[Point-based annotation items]
-- -- --

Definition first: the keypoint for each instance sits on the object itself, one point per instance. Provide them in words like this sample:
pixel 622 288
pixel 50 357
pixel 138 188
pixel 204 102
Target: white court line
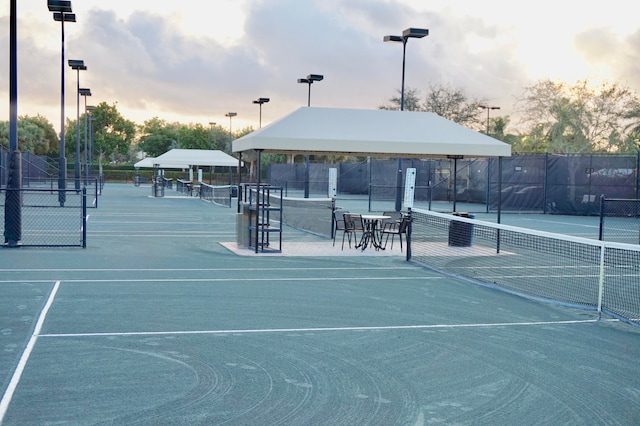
pixel 17 374
pixel 376 268
pixel 252 279
pixel 317 329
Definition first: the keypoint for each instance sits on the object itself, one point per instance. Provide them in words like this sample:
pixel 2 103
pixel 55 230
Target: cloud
pixel 618 54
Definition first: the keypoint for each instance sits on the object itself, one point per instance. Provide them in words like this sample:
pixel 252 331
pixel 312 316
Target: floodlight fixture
pixel 261 101
pixel 488 108
pixel 63 6
pixel 77 64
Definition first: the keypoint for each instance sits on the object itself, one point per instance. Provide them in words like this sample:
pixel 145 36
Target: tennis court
pixel 157 322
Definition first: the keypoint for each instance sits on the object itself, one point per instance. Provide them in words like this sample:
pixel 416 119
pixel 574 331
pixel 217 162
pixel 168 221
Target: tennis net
pixel 572 271
pixel 313 215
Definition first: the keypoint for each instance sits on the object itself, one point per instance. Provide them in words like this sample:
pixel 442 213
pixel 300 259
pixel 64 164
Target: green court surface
pixel 158 322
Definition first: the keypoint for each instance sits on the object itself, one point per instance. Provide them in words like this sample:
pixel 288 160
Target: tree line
pixel 554 117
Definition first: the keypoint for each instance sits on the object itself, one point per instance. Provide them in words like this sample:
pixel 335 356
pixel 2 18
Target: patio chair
pixel 395 228
pixel 338 222
pixel 352 225
pixel 394 217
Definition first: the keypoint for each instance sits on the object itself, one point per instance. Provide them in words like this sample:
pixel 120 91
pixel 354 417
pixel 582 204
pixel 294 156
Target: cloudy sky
pixel 192 61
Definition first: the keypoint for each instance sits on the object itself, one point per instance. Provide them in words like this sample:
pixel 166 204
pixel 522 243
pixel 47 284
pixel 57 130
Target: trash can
pixel 242 226
pixel 461 233
pixel 158 186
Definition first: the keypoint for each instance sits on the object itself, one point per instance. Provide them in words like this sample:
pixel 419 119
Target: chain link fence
pixel 37 218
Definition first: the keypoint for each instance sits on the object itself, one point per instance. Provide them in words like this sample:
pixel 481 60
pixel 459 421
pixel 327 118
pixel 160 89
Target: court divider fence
pixel 577 272
pixel 41 220
pixel 620 220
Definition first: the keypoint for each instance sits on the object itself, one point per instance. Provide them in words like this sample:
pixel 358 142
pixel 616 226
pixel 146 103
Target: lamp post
pixel 85 92
pixel 62 13
pixel 211 124
pixel 309 80
pixel 488 108
pixel 230 115
pixel 404 38
pixel 13 195
pixel 90 108
pixel 261 101
pixel 77 65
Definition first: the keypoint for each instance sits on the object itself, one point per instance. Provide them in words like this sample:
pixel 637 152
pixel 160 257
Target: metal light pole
pixel 85 92
pixel 211 124
pixel 261 101
pixel 230 115
pixel 78 65
pixel 406 35
pixel 13 195
pixel 309 80
pixel 488 108
pixel 90 108
pixel 62 13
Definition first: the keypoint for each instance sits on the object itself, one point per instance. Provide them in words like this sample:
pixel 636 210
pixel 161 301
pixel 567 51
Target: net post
pixel 84 217
pixel 409 234
pixel 602 208
pixel 601 280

-- -- --

[Task requirements]
Locate each line in the items above that contains the word "court", and copy those lines.

[Solution for this task]
Target: white court line
Target: tennis court
Target: green court surface
Target: court divider fence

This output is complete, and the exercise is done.